As part of our ongoing series on Agentic AI and the rapidly shifting dynamics of AI hiring, one thing has become clear — this is the most extraordinary talent market we’ve seen in over two decades of recruitment.
Every week brings new developments, fresh challenges, and unexpected obstacles. The pace of change is relentless, and the resulting tension and volatility in what was once a stable UK hiring landscape are unlike anything we’ve experienced before.
At Omnis Partners, we’re working closely with clients who are weighing a critical strategic decision:
Should they outsource Agentic AI development to external consultancies, or begin building in-house teams to experiment with proof-of-concepts and early deployments?
What’s striking is how the focus of hiring has evolved in less than a year.
- Ten months ago, most briefs were centred on research-heavy, innovation-led AI roles — think experimentation and theoretical exploration.

§ **Exercise aim**
Reproduce the post on AI hiring from "At Omnis Partners, we’re" up to and including "and early deployments?". None of the material after this post on AI hiring is needed.

§ **Recorded information**
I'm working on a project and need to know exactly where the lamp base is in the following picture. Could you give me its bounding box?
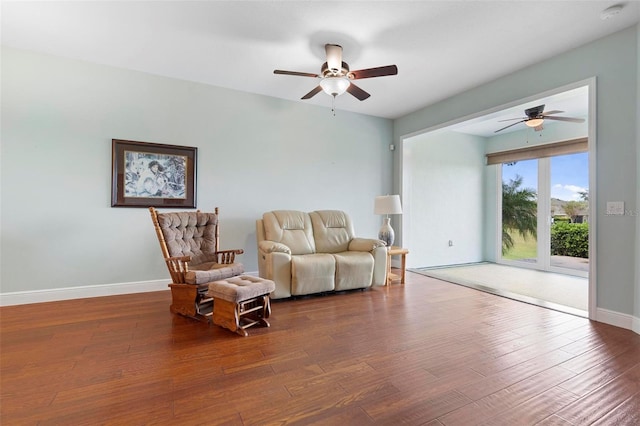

§ **Completed task**
At Omnis Partners, we’re working closely with clients who are weighing a critical strategic decision:
Should they outsource Agentic AI development to external consultancies, or begin building in-house teams to experiment with proof-of-concepts and early deployments?